● Requirement
Pictures aside, return all of the records exactly as they stand.

● Record excerpts

BEGIN

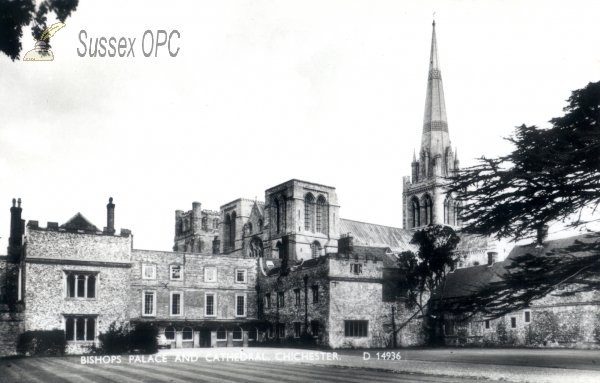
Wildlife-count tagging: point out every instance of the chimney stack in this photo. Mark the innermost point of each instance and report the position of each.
(16, 225)
(492, 257)
(541, 235)
(110, 217)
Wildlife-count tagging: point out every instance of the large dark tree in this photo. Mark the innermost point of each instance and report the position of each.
(17, 14)
(424, 272)
(553, 175)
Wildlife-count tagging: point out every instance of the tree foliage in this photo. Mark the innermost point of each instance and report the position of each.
(17, 14)
(551, 175)
(532, 275)
(424, 272)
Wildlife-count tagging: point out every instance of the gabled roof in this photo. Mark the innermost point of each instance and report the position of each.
(79, 222)
(469, 280)
(398, 240)
(368, 234)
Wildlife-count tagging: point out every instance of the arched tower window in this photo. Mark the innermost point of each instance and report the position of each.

END

● Response to the exercise
Wildlife-count tagging: point out every instance of the chimney stack in this photo. Mark the innermost point of each instance and report the position of each.
(16, 225)
(492, 257)
(541, 235)
(110, 217)
Wildlife-count tagging: point out every instance of the large dark tree in this photo. Mark the innermost point of each instance and report the position of each.
(17, 14)
(424, 272)
(553, 175)
Wildlife-count tagging: point out every instance of the tree foliage in this photo. Mark the innermost point of each instance and report the position of each.
(17, 14)
(551, 175)
(532, 275)
(424, 272)
Wildlife-count tagging: point out every instance of the gabled roof in this photo. Mark the innermost point of each instance and report the position of each.
(79, 222)
(469, 280)
(398, 240)
(368, 234)
Wildlife-count tagging: point out every instance of the arched tower window in this photo. Mark the innermost point of each instance and report the position of each.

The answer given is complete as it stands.